§ **Task requirements**:
A. Answer these questions from the Pig mailing-list post:
(i) Which Pig version is used?
(ii) What error does the statement assigning D produce?
(iii) According to the post, what should describe B have shown instead?
B. Please reproduce the stretch of the Pig mailing-list post from "Copy link to" through "dump or store.", keeping every word and symbol unchanged.

(Beginning of Source text)

Home | About | Sematext search-lucene.com search-hadoop.com
 Search Hadoop and all its subprojects:

Switch to Threaded View
Pig, mail # user - TOBAG function causes trouble and nothing works on the flattened bag.


Copy link to this message
-
TOBAG function causes trouble and nothing works on the flattened bag.
Shi Gao 2013-03-12, 20:55
Hi,

After using TOBAG function and then flatten the bag, the relation can't be
used any more except dump or store.

Pig version: 0.8.1-cdh3u5

Input data:
a1 b1 c1
a2 b2 c2
a1 b1 c1
grunt> A = load '/mnt/hgfs/shared/test.txt'  as
(f1:chararray,f2:chararray,f3:chararray);
grunt> describe
A
A: {f1: chararray,f2: chararray,f3: chararray}

grunt> B = foreach A generate TOBAG(*);
grunt> describe B;
B: {{(f1: chararray,f2: chararray,f3: chararray)}}  -- This is wrong, it
should be {(f1: chararray)}
grunt> dump B
...
({(a1),(b1),(c1)})    -- Shows correct result though.
({(a2),(b2),(c2)})
({(a1),(b1),(c1)})
...

grunt> C = foreach B generate flatten($0);
grunt> describe C;
C: {(f1: chararray,f2: chararray,f3: chararray)} -- This is wrong.
grunt> dump C;
(a1)
(b1)
(c1)
(a2)
(b2)
(c2)
(a1)
(b1)
(c1)

-- And from here nothing can be done to C, except to dump as above.

D = foreach C generate $0; -- gives error: java.lang.String cannot be cast
to org.apache.pig.data.Tuple

To illustrate:
---------------------------------------------------------
| A     | f1: bytearray | f2: bytearray | f3: bytearray |
---------------------------------------------------------
|       | a1            | b1            | c1            |
---------------------------------------------------------
---------------------------------------------------------
| A     | f1: chararray | f2: chararray | f3: chararray |
---------------------------------------------------------
|       | a1            | b1            | c1            |
---------------------------------------------------------
--------------------------------------------------------------
| B     | bag({(f1: chararray,f2: chararray,f3: chararray)}) |
--------------------------------------------------------------
|       | {(a1), (b1), (c1)}                                 |
--------------------------------------------------------------
--------------------------------------------------------------
| C     | tuple({f1: chararray,f2: chararray,f3: chararray}) |
--------------------------------------------------------------
|       | a1                                                 |
|       | b1                                                 |
|       | c1                                                 |
--------------------------------------------------------------
However, this is wrong too:
E = foreach C generate flatten($0);
dump E; -- give error.

Could you please help with this?

Thanks,
Shi

(End of Source text)
(Beginning of Exercise data)

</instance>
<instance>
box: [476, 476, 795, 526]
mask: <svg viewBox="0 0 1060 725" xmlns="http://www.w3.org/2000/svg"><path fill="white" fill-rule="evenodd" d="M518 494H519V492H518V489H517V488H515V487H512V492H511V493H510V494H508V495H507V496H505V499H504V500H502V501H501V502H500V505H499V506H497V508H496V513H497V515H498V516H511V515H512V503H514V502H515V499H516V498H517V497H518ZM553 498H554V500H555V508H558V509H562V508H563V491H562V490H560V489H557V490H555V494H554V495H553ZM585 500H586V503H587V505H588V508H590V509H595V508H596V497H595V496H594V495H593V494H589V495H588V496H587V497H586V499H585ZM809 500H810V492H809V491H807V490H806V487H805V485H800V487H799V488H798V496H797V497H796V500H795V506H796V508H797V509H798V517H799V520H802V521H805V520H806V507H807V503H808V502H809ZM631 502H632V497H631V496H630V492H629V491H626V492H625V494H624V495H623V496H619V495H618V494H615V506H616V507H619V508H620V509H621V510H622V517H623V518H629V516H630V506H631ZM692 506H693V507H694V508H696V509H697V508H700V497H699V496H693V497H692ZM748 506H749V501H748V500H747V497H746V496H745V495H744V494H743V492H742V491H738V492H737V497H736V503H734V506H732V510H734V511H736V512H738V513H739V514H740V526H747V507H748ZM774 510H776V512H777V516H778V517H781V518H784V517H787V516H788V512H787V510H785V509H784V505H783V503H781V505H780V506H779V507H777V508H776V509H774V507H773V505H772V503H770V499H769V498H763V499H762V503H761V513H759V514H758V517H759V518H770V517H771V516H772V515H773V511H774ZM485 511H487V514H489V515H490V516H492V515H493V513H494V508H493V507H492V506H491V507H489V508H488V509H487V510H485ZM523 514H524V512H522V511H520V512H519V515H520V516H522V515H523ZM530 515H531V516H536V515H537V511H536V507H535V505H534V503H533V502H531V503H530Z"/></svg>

(End of Exercise data)
(Beginning of Exercise data)

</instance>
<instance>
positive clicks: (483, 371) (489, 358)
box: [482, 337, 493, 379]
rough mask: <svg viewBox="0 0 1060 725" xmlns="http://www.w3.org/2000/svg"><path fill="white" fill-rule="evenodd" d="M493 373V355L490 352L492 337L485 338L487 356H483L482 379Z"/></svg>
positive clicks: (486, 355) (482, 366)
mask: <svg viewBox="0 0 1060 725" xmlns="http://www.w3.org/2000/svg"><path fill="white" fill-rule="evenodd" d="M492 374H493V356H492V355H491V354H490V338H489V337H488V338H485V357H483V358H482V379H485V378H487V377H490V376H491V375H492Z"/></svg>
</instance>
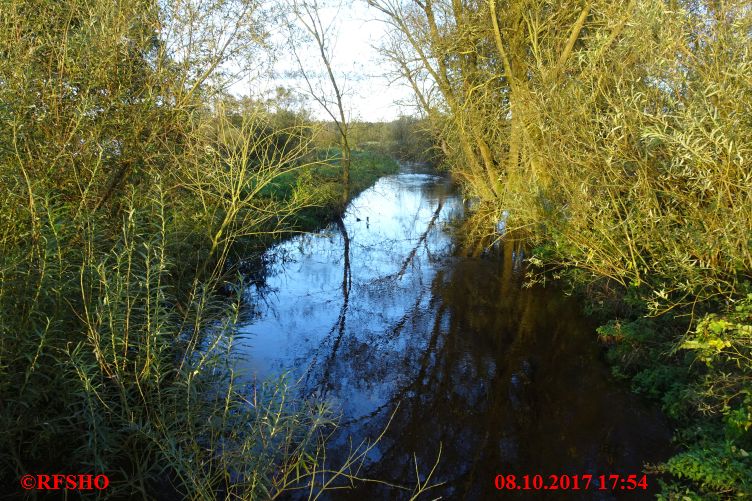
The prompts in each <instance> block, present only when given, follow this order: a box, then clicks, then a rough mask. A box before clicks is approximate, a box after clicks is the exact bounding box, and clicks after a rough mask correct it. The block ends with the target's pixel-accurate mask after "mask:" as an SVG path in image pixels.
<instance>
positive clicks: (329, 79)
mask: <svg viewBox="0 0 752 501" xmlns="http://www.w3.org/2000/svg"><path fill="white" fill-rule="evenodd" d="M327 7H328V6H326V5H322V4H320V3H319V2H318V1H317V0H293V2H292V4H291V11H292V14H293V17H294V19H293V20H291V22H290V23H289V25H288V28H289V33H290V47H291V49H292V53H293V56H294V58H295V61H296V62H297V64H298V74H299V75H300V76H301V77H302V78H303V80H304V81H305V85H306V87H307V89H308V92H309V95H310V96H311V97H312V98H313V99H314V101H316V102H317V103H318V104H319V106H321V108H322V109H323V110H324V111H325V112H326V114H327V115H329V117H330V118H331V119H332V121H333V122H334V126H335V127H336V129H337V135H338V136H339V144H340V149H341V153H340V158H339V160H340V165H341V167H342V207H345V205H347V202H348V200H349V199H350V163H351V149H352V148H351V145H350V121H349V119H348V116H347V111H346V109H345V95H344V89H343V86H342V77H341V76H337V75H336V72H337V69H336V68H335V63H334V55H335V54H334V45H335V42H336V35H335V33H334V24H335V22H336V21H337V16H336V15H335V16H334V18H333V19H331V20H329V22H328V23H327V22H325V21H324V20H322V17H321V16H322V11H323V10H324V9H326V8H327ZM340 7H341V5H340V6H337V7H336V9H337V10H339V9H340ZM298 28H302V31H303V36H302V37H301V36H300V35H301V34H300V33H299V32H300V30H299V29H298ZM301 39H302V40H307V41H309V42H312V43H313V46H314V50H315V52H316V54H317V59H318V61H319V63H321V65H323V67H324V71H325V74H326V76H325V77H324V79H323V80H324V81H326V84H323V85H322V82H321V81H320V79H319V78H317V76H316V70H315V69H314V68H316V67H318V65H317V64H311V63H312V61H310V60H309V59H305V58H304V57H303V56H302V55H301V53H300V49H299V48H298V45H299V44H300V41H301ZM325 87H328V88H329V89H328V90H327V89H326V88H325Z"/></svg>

(End of Exercise data)
(Beginning of Exercise data)

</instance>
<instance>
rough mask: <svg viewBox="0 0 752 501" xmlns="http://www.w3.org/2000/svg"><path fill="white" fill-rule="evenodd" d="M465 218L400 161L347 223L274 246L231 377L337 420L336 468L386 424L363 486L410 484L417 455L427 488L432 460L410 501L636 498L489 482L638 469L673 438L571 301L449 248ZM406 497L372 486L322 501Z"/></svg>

(End of Exercise data)

§ **Results by task**:
A.
(i) 0.8.1-cdh3u5
(ii) java.lang.String cannot be cast to org.apache.pig.data.Tuple
(iii) {(f1: chararray)}

B.
Copy link to this message
-
TOBAG function causes trouble and nothing works on the flattened bag.
Shi Gao 2013-03-12, 20:55
Hi,

After using TOBAG function and then flatten the bag, the relation can't be
used any more except dump or store.